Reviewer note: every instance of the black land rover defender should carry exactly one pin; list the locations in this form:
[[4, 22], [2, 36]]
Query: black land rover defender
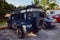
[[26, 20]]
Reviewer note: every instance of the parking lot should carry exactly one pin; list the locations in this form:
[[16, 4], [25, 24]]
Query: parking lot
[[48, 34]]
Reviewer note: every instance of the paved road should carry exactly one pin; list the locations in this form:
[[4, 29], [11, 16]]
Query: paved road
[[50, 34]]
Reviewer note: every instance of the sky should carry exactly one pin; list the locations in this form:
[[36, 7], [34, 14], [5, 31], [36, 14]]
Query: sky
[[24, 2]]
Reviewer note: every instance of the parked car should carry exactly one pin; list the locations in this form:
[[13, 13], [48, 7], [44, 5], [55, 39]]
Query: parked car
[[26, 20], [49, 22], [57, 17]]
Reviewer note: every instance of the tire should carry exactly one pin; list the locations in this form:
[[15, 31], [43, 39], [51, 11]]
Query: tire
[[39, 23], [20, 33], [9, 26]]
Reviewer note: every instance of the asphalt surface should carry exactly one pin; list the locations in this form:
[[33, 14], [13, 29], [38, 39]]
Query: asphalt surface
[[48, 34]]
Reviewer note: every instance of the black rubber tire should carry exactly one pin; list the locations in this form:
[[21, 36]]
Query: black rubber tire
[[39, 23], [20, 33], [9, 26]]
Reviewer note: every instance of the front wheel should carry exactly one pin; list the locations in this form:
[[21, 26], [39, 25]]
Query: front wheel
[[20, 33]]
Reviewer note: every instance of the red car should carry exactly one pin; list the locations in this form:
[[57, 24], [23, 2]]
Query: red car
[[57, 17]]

═══

Directive —
Omit the pictures. Transcribe every record exactly.

Reply —
Reviewer note: every instance of the black land rover defender should carry exactly one pin; list the locations in this form:
[[4, 22], [2, 36]]
Query: black land rover defender
[[26, 20]]
Reviewer note: every instance of the parking lot should carry exactly one pin; list the locations in this form:
[[16, 4], [25, 24]]
Query: parking lot
[[48, 34]]
Reviewer note: every instance of the paved road should carry exactly one pin; list the locations in this form:
[[4, 29], [11, 16]]
Query: paved road
[[50, 34]]
Reviewer note: every instance of the sky should carry exactly one pin; list the locations in this form:
[[36, 7], [34, 14], [5, 31], [36, 14]]
Query: sky
[[24, 2]]
Reviewer note: every instance of the parked car should carry exactly one pin; list the locations in this form:
[[13, 13], [48, 7], [44, 5], [55, 39]]
Query: parked car
[[26, 20], [49, 22], [57, 17]]
Reviewer note: every instance of the tire should carry exactly one pin; list the locations in this form:
[[15, 31], [43, 39], [51, 11]]
Query: tire
[[39, 23], [20, 33], [9, 26]]
Reviewer note: every instance of the asphalt surface should carry exactly one pin; list the locations in this form:
[[33, 14], [13, 29], [38, 39]]
Query: asphalt surface
[[48, 34]]
Reviewer note: every instance of the black rubber tire should carry exactly one pin; list the locations in this form:
[[21, 36]]
Query: black rubber tire
[[39, 23], [20, 33], [9, 26]]
Reviewer note: every instance of the front wheel should carry exactly one pin; list the locations in this form:
[[21, 26], [39, 25]]
Query: front wheel
[[20, 33]]
Reviewer note: every instance of the red car should carry exactly one pin; list the locations in this form:
[[57, 24], [23, 2]]
Query: red car
[[57, 17]]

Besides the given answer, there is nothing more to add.